# start of Data extract

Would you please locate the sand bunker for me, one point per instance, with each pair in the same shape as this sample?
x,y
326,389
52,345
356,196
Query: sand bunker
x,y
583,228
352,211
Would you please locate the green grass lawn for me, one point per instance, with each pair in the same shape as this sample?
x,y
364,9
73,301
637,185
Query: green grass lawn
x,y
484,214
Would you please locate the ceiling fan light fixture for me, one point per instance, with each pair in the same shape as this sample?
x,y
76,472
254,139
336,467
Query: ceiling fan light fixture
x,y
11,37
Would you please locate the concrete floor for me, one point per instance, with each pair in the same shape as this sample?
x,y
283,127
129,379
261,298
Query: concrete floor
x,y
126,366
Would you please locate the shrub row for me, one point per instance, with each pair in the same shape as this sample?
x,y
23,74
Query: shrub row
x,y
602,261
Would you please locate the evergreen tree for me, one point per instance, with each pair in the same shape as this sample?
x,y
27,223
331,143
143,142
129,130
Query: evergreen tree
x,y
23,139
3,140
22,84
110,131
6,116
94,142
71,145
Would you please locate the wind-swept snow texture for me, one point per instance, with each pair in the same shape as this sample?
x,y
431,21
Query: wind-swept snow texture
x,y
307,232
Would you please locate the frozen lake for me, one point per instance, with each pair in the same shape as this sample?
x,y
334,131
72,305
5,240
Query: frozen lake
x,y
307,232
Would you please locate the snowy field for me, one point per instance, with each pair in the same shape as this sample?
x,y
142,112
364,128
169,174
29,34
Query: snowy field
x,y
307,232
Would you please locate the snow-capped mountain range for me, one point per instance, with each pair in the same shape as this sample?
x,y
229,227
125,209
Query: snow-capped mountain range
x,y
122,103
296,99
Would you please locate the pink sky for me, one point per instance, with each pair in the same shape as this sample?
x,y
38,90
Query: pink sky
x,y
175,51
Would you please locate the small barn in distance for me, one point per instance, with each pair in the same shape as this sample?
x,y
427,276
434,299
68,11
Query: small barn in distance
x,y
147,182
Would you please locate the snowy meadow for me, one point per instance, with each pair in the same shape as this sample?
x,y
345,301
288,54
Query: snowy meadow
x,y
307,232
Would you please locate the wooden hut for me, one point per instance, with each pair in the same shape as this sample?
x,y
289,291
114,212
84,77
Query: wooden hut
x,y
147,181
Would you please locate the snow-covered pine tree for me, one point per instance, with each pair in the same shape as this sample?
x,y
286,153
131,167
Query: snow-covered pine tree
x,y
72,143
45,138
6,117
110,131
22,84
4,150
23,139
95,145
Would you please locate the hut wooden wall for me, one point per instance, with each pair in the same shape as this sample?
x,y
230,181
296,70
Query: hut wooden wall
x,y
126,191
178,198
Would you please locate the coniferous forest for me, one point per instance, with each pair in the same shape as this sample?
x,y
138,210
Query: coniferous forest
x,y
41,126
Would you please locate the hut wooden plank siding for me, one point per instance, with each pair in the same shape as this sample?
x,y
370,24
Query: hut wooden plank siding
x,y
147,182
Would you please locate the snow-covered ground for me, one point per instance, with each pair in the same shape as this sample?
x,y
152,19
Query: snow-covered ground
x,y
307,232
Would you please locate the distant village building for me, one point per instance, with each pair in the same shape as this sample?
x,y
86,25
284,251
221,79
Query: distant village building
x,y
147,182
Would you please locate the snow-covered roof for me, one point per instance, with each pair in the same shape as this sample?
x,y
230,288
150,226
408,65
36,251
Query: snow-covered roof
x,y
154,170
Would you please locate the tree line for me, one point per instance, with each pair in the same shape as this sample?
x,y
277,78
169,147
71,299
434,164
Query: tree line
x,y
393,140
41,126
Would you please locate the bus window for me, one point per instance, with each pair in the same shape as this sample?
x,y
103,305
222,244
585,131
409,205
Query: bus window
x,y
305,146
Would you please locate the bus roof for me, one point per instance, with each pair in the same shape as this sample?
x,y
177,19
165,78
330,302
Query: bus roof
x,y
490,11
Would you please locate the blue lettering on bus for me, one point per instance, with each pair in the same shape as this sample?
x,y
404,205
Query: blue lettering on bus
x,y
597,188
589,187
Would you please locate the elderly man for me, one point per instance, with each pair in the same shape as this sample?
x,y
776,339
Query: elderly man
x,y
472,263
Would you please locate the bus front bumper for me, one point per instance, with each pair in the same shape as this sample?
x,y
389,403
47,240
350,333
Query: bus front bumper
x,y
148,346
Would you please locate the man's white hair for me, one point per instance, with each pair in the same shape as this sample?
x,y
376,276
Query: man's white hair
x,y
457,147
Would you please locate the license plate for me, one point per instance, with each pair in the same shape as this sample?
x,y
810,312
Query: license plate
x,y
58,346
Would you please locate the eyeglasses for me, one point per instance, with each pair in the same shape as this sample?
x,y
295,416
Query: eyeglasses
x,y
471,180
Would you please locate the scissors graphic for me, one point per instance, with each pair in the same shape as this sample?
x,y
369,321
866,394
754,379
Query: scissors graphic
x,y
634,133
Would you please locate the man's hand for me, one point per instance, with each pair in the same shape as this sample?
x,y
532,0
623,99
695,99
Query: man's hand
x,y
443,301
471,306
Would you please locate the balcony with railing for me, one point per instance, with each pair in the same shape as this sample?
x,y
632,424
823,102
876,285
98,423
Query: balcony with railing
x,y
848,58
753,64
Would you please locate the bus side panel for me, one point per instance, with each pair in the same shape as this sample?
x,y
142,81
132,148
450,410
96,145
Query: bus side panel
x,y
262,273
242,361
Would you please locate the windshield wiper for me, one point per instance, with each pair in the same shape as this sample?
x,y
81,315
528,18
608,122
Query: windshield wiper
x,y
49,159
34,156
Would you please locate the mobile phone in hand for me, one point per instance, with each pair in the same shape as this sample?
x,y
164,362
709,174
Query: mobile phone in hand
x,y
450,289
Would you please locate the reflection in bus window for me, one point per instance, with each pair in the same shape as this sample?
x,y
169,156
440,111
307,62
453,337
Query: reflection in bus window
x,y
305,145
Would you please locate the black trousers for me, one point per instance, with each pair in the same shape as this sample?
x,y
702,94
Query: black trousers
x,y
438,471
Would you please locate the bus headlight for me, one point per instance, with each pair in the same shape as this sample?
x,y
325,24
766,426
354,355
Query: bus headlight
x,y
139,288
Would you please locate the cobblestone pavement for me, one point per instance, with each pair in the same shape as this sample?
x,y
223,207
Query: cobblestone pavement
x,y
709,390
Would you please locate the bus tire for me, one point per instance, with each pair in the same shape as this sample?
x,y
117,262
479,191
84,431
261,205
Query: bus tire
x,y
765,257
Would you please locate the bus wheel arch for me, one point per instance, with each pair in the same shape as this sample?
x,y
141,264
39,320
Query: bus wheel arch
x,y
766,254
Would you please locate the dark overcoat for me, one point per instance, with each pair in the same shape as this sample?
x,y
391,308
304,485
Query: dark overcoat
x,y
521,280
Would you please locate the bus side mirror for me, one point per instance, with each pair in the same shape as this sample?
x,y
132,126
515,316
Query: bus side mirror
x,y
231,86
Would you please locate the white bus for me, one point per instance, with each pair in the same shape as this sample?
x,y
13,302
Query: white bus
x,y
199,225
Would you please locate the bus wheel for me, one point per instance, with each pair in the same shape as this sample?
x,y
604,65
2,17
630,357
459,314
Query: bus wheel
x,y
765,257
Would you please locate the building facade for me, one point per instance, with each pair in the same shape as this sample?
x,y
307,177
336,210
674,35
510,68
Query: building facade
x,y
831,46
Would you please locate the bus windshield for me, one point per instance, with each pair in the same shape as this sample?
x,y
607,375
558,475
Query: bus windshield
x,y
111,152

# end of Data extract

Written problem → Copy the records from the line containing "Would you please locate the bus windshield" through the end of the records, changing every "bus windshield" to "bus windscreen" and leaving everything else unchanged.

Answer in full →
Would you please locate the bus windscreen for me, one point per instance, with each pair in the same shape as this sample?
x,y
607,375
558,475
Query: bus windscreen
x,y
111,152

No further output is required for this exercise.